** BEGIN EXTRACTED ENTRIES **
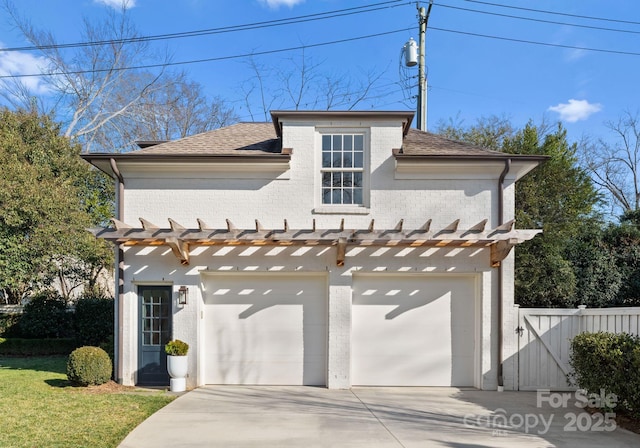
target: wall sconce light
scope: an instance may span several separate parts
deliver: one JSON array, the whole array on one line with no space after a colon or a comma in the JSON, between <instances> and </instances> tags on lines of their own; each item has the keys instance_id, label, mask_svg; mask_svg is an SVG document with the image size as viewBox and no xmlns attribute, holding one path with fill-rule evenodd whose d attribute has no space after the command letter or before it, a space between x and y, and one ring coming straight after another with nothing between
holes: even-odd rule
<instances>
[{"instance_id":1,"label":"wall sconce light","mask_svg":"<svg viewBox=\"0 0 640 448\"><path fill-rule=\"evenodd\" d=\"M178 289L178 305L186 305L188 295L189 288L187 288L186 286L181 286L180 289Z\"/></svg>"}]
</instances>

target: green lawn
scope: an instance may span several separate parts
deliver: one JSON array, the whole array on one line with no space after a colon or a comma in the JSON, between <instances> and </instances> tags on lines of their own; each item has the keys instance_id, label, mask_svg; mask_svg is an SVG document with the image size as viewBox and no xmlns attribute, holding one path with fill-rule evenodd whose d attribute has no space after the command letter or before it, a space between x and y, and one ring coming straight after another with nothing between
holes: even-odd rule
<instances>
[{"instance_id":1,"label":"green lawn","mask_svg":"<svg viewBox=\"0 0 640 448\"><path fill-rule=\"evenodd\" d=\"M66 357L0 357L0 447L116 447L174 397L72 387Z\"/></svg>"}]
</instances>

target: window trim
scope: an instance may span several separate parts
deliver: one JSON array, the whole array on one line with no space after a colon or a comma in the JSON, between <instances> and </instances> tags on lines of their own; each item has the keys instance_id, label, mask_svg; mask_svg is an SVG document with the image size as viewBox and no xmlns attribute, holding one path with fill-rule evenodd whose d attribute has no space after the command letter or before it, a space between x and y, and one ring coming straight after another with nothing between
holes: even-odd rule
<instances>
[{"instance_id":1,"label":"window trim","mask_svg":"<svg viewBox=\"0 0 640 448\"><path fill-rule=\"evenodd\" d=\"M322 137L325 135L362 135L363 163L362 163L362 204L325 204L322 202ZM370 150L371 131L369 128L358 127L317 127L314 139L315 170L314 170L314 205L313 213L349 213L368 214L370 206ZM332 170L328 170L332 171ZM349 171L348 167L345 170ZM352 171L358 171L352 170Z\"/></svg>"}]
</instances>

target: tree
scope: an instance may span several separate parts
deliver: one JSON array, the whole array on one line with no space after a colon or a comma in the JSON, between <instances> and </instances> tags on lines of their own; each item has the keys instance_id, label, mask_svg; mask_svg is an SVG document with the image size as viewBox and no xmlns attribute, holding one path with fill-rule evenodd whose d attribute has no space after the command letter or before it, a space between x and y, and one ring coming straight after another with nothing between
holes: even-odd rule
<instances>
[{"instance_id":1,"label":"tree","mask_svg":"<svg viewBox=\"0 0 640 448\"><path fill-rule=\"evenodd\" d=\"M112 214L113 191L101 180L105 197L94 197L86 184L101 174L79 154L50 117L0 111L0 291L7 303L56 279L68 300L78 279L92 286L96 272L111 265L112 250L85 228Z\"/></svg>"},{"instance_id":2,"label":"tree","mask_svg":"<svg viewBox=\"0 0 640 448\"><path fill-rule=\"evenodd\" d=\"M640 121L626 111L618 121L607 122L613 142L598 139L583 146L584 165L594 183L610 197L615 213L640 210Z\"/></svg>"},{"instance_id":3,"label":"tree","mask_svg":"<svg viewBox=\"0 0 640 448\"><path fill-rule=\"evenodd\" d=\"M103 133L103 138L115 135L126 142L136 140L173 140L227 126L237 121L233 109L220 97L210 100L202 85L190 81L186 73L176 74L143 101L127 110L120 129ZM117 147L118 143L104 141L102 147Z\"/></svg>"},{"instance_id":4,"label":"tree","mask_svg":"<svg viewBox=\"0 0 640 448\"><path fill-rule=\"evenodd\" d=\"M102 21L84 21L82 40L92 44L73 51L61 48L53 34L36 29L10 0L4 9L25 38L47 62L42 70L46 94L34 100L19 78L3 82L0 93L14 108L58 113L66 137L84 151L122 151L136 140L166 140L204 132L234 121L220 98L207 100L202 87L163 67L167 57L155 56L140 39L129 18L108 8ZM133 66L156 65L155 71ZM62 113L60 111L63 111Z\"/></svg>"},{"instance_id":5,"label":"tree","mask_svg":"<svg viewBox=\"0 0 640 448\"><path fill-rule=\"evenodd\" d=\"M610 224L603 240L615 259L621 285L613 305L640 306L640 228L638 211L625 213L619 225Z\"/></svg>"},{"instance_id":6,"label":"tree","mask_svg":"<svg viewBox=\"0 0 640 448\"><path fill-rule=\"evenodd\" d=\"M290 58L276 68L254 58L248 66L253 74L241 87L245 107L252 120L262 115L265 121L269 121L271 109L353 110L371 99L372 89L385 73L372 70L357 80L342 73L324 73L323 63L306 56L304 50L299 58Z\"/></svg>"},{"instance_id":7,"label":"tree","mask_svg":"<svg viewBox=\"0 0 640 448\"><path fill-rule=\"evenodd\" d=\"M459 116L449 121L440 121L438 134L463 142L473 143L492 151L501 151L505 140L514 136L516 130L506 117L480 117L473 126L465 127Z\"/></svg>"},{"instance_id":8,"label":"tree","mask_svg":"<svg viewBox=\"0 0 640 448\"><path fill-rule=\"evenodd\" d=\"M475 126L441 124L445 136L510 154L547 155L549 160L516 184L516 222L542 228L543 234L515 250L515 295L521 306L574 306L583 277L567 255L568 245L585 228L598 225L599 196L578 165L577 145L567 141L561 125L527 124L515 130L504 118L482 118Z\"/></svg>"}]
</instances>

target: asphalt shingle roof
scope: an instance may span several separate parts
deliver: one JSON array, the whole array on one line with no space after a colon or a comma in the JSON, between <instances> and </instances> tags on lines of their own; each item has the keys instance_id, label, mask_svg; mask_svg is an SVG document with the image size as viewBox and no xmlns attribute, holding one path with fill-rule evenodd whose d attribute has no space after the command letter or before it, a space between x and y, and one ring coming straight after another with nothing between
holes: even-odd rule
<instances>
[{"instance_id":1,"label":"asphalt shingle roof","mask_svg":"<svg viewBox=\"0 0 640 448\"><path fill-rule=\"evenodd\" d=\"M280 153L273 123L237 123L202 134L159 143L135 154L258 155Z\"/></svg>"},{"instance_id":2,"label":"asphalt shingle roof","mask_svg":"<svg viewBox=\"0 0 640 448\"><path fill-rule=\"evenodd\" d=\"M480 146L441 137L437 134L410 129L404 138L400 154L405 156L491 156L499 155ZM237 123L179 140L159 143L132 154L166 155L260 155L282 152L273 123Z\"/></svg>"}]
</instances>

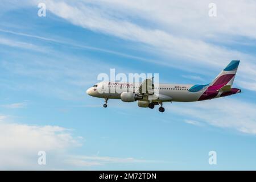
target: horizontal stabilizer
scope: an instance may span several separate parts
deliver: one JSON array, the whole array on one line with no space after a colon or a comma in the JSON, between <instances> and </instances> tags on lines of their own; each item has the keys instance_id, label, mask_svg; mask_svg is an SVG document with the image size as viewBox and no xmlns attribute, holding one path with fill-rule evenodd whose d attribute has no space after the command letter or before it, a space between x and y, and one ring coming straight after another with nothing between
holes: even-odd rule
<instances>
[{"instance_id":1,"label":"horizontal stabilizer","mask_svg":"<svg viewBox=\"0 0 256 182\"><path fill-rule=\"evenodd\" d=\"M229 92L230 90L231 90L231 85L224 85L217 91L224 92Z\"/></svg>"}]
</instances>

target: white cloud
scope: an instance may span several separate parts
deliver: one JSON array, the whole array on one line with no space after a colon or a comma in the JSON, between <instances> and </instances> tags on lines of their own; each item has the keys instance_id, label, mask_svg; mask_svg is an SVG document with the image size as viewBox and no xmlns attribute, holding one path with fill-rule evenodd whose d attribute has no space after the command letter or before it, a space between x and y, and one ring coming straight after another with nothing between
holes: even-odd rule
<instances>
[{"instance_id":1,"label":"white cloud","mask_svg":"<svg viewBox=\"0 0 256 182\"><path fill-rule=\"evenodd\" d=\"M7 122L0 115L0 169L65 169L110 163L155 162L133 158L74 155L83 138L57 126L35 126ZM38 164L38 152L46 152L46 165Z\"/></svg>"},{"instance_id":2,"label":"white cloud","mask_svg":"<svg viewBox=\"0 0 256 182\"><path fill-rule=\"evenodd\" d=\"M57 126L34 126L6 122L0 117L0 169L40 169L38 153L62 155L69 148L80 146L81 139L70 130ZM61 163L61 161L58 162ZM47 166L60 167L58 163Z\"/></svg>"},{"instance_id":3,"label":"white cloud","mask_svg":"<svg viewBox=\"0 0 256 182\"><path fill-rule=\"evenodd\" d=\"M195 76L195 75L183 75L183 77L185 78L192 79L198 81L205 81L204 78L200 77L199 76Z\"/></svg>"},{"instance_id":4,"label":"white cloud","mask_svg":"<svg viewBox=\"0 0 256 182\"><path fill-rule=\"evenodd\" d=\"M208 16L210 2L203 1L44 2L49 11L75 25L143 43L149 51L168 56L168 61L156 63L208 73L202 68L220 70L231 60L241 60L237 80L248 83L251 78L250 82L256 82L255 56L210 43L233 41L238 36L256 38L251 26L255 26L256 3L251 1L232 1L230 7L230 2L217 1L216 19Z\"/></svg>"},{"instance_id":5,"label":"white cloud","mask_svg":"<svg viewBox=\"0 0 256 182\"><path fill-rule=\"evenodd\" d=\"M184 122L188 124L196 125L196 126L201 126L201 123L197 121L191 120L191 119L185 119Z\"/></svg>"},{"instance_id":6,"label":"white cloud","mask_svg":"<svg viewBox=\"0 0 256 182\"><path fill-rule=\"evenodd\" d=\"M65 162L76 166L101 166L110 163L129 164L135 163L155 163L154 160L137 159L133 158L114 158L109 156L71 156L71 159L67 159Z\"/></svg>"},{"instance_id":7,"label":"white cloud","mask_svg":"<svg viewBox=\"0 0 256 182\"><path fill-rule=\"evenodd\" d=\"M7 108L7 109L18 109L24 108L27 106L27 102L18 102L10 104L6 104L0 105L0 107Z\"/></svg>"},{"instance_id":8,"label":"white cloud","mask_svg":"<svg viewBox=\"0 0 256 182\"><path fill-rule=\"evenodd\" d=\"M185 105L174 103L167 110L187 117L185 121L191 124L197 121L197 123L256 135L256 105L229 97L220 98L221 101L216 99Z\"/></svg>"},{"instance_id":9,"label":"white cloud","mask_svg":"<svg viewBox=\"0 0 256 182\"><path fill-rule=\"evenodd\" d=\"M0 37L0 44L17 47L22 49L30 49L38 52L45 52L47 49L32 43L19 42Z\"/></svg>"}]
</instances>

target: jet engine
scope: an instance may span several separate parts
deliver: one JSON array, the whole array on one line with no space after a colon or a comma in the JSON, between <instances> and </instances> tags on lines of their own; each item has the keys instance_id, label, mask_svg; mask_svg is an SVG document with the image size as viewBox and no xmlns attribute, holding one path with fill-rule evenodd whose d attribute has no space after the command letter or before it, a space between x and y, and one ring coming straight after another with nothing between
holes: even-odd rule
<instances>
[{"instance_id":1,"label":"jet engine","mask_svg":"<svg viewBox=\"0 0 256 182\"><path fill-rule=\"evenodd\" d=\"M148 107L148 104L150 104L150 101L138 101L138 106L141 107Z\"/></svg>"},{"instance_id":2,"label":"jet engine","mask_svg":"<svg viewBox=\"0 0 256 182\"><path fill-rule=\"evenodd\" d=\"M143 98L143 96L135 93L123 92L121 94L121 99L123 102L134 102Z\"/></svg>"}]
</instances>

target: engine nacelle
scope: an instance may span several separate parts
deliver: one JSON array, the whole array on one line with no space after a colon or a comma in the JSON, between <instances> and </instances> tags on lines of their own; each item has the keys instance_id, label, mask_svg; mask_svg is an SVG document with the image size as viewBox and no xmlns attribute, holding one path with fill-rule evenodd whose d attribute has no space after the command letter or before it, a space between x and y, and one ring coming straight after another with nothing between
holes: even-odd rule
<instances>
[{"instance_id":1,"label":"engine nacelle","mask_svg":"<svg viewBox=\"0 0 256 182\"><path fill-rule=\"evenodd\" d=\"M150 104L150 101L138 101L138 106L141 107L148 107L148 104Z\"/></svg>"},{"instance_id":2,"label":"engine nacelle","mask_svg":"<svg viewBox=\"0 0 256 182\"><path fill-rule=\"evenodd\" d=\"M121 98L123 102L134 102L143 99L143 97L135 93L123 92L121 94Z\"/></svg>"}]
</instances>

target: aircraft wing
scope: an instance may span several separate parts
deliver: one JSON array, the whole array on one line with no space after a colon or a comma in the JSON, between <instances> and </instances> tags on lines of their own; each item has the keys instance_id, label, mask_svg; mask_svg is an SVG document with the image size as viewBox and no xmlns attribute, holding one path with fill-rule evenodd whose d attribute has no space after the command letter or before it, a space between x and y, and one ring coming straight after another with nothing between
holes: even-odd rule
<instances>
[{"instance_id":1,"label":"aircraft wing","mask_svg":"<svg viewBox=\"0 0 256 182\"><path fill-rule=\"evenodd\" d=\"M152 95L154 93L154 86L152 78L146 79L137 92L143 95Z\"/></svg>"}]
</instances>

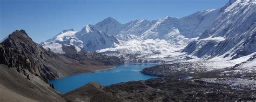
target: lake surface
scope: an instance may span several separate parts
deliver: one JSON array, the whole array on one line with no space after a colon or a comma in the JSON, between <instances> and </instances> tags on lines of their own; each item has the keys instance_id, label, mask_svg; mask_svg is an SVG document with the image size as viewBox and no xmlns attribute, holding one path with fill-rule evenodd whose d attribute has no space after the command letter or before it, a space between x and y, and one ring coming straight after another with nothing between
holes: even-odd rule
<instances>
[{"instance_id":1,"label":"lake surface","mask_svg":"<svg viewBox=\"0 0 256 102\"><path fill-rule=\"evenodd\" d=\"M114 69L95 73L81 73L58 80L50 80L49 83L53 84L55 89L59 92L65 93L91 81L97 81L104 86L107 86L120 82L146 80L156 77L142 74L140 71L145 67L154 65L156 64L120 65Z\"/></svg>"}]
</instances>

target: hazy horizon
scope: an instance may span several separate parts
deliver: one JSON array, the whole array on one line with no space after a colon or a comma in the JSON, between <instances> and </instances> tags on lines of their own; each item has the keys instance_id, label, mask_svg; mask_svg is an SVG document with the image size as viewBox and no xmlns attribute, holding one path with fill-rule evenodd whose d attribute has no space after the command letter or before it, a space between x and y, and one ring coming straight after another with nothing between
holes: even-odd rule
<instances>
[{"instance_id":1,"label":"hazy horizon","mask_svg":"<svg viewBox=\"0 0 256 102\"><path fill-rule=\"evenodd\" d=\"M86 25L96 24L109 17L122 24L139 19L156 20L166 16L181 18L197 11L219 8L228 0L1 2L0 39L15 30L24 29L39 43L63 30L80 31Z\"/></svg>"}]
</instances>

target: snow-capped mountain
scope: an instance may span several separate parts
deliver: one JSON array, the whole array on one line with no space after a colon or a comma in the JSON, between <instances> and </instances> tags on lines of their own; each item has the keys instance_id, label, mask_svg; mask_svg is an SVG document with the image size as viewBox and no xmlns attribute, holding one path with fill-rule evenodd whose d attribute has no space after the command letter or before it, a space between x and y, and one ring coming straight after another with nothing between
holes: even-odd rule
<instances>
[{"instance_id":1,"label":"snow-capped mountain","mask_svg":"<svg viewBox=\"0 0 256 102\"><path fill-rule=\"evenodd\" d=\"M256 1L230 1L212 26L184 50L198 57L235 59L256 51Z\"/></svg>"},{"instance_id":2,"label":"snow-capped mountain","mask_svg":"<svg viewBox=\"0 0 256 102\"><path fill-rule=\"evenodd\" d=\"M92 25L87 25L79 32L74 29L63 30L41 44L46 50L50 49L53 52L63 53L62 44L75 46L78 51L80 47L87 51L96 51L111 47L116 43L119 42L115 37L104 34Z\"/></svg>"},{"instance_id":3,"label":"snow-capped mountain","mask_svg":"<svg viewBox=\"0 0 256 102\"><path fill-rule=\"evenodd\" d=\"M79 32L63 31L42 44L71 45L112 55L156 58L182 50L199 58L235 59L256 51L255 11L255 0L231 0L223 8L182 18L167 16L121 24L108 17Z\"/></svg>"},{"instance_id":4,"label":"snow-capped mountain","mask_svg":"<svg viewBox=\"0 0 256 102\"><path fill-rule=\"evenodd\" d=\"M86 25L75 36L83 42L84 49L88 51L110 47L116 43L119 43L115 37L105 35L104 32L96 29L92 25Z\"/></svg>"}]
</instances>

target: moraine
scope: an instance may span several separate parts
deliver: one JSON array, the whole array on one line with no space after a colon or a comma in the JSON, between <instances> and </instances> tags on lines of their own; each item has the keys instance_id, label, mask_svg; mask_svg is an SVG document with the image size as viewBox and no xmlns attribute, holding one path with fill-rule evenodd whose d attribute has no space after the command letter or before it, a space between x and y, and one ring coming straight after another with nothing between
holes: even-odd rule
<instances>
[{"instance_id":1,"label":"moraine","mask_svg":"<svg viewBox=\"0 0 256 102\"><path fill-rule=\"evenodd\" d=\"M83 86L92 81L97 81L104 86L132 80L146 80L156 77L142 74L145 67L156 65L153 64L124 65L114 69L99 71L95 73L81 73L57 80L50 80L55 89L65 93Z\"/></svg>"}]
</instances>

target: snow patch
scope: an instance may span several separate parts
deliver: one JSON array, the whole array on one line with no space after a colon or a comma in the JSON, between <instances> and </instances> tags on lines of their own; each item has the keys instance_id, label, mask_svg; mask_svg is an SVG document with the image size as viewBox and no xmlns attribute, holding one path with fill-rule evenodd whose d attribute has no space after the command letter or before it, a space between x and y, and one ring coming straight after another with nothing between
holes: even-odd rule
<instances>
[{"instance_id":1,"label":"snow patch","mask_svg":"<svg viewBox=\"0 0 256 102\"><path fill-rule=\"evenodd\" d=\"M43 46L43 47L46 50L50 50L55 53L65 53L62 49L62 44L59 43L54 43L49 45Z\"/></svg>"}]
</instances>

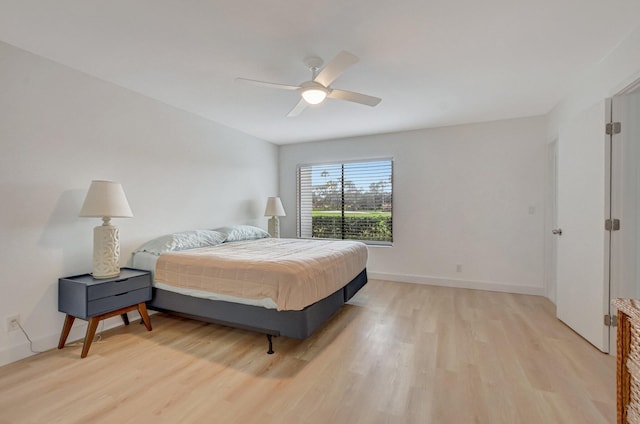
** END EXTRACTED ENTRIES **
STATED PROBLEM:
Filter the rows above, copying each line that contains the string "engine". Treat case as significant.

SOLUTION FOR THIS EXERCISE:
target: jet engine
[{"instance_id":1,"label":"jet engine","mask_svg":"<svg viewBox=\"0 0 256 182\"><path fill-rule=\"evenodd\" d=\"M148 107L148 104L150 104L150 101L138 101L138 106L141 107Z\"/></svg>"},{"instance_id":2,"label":"jet engine","mask_svg":"<svg viewBox=\"0 0 256 182\"><path fill-rule=\"evenodd\" d=\"M143 98L143 96L135 93L123 92L121 94L121 99L123 102L134 102Z\"/></svg>"}]
target: engine nacelle
[{"instance_id":1,"label":"engine nacelle","mask_svg":"<svg viewBox=\"0 0 256 182\"><path fill-rule=\"evenodd\" d=\"M150 104L150 101L138 101L138 106L141 107L148 107L148 104Z\"/></svg>"},{"instance_id":2,"label":"engine nacelle","mask_svg":"<svg viewBox=\"0 0 256 182\"><path fill-rule=\"evenodd\" d=\"M121 98L123 102L134 102L143 99L143 97L135 93L123 92L121 94Z\"/></svg>"}]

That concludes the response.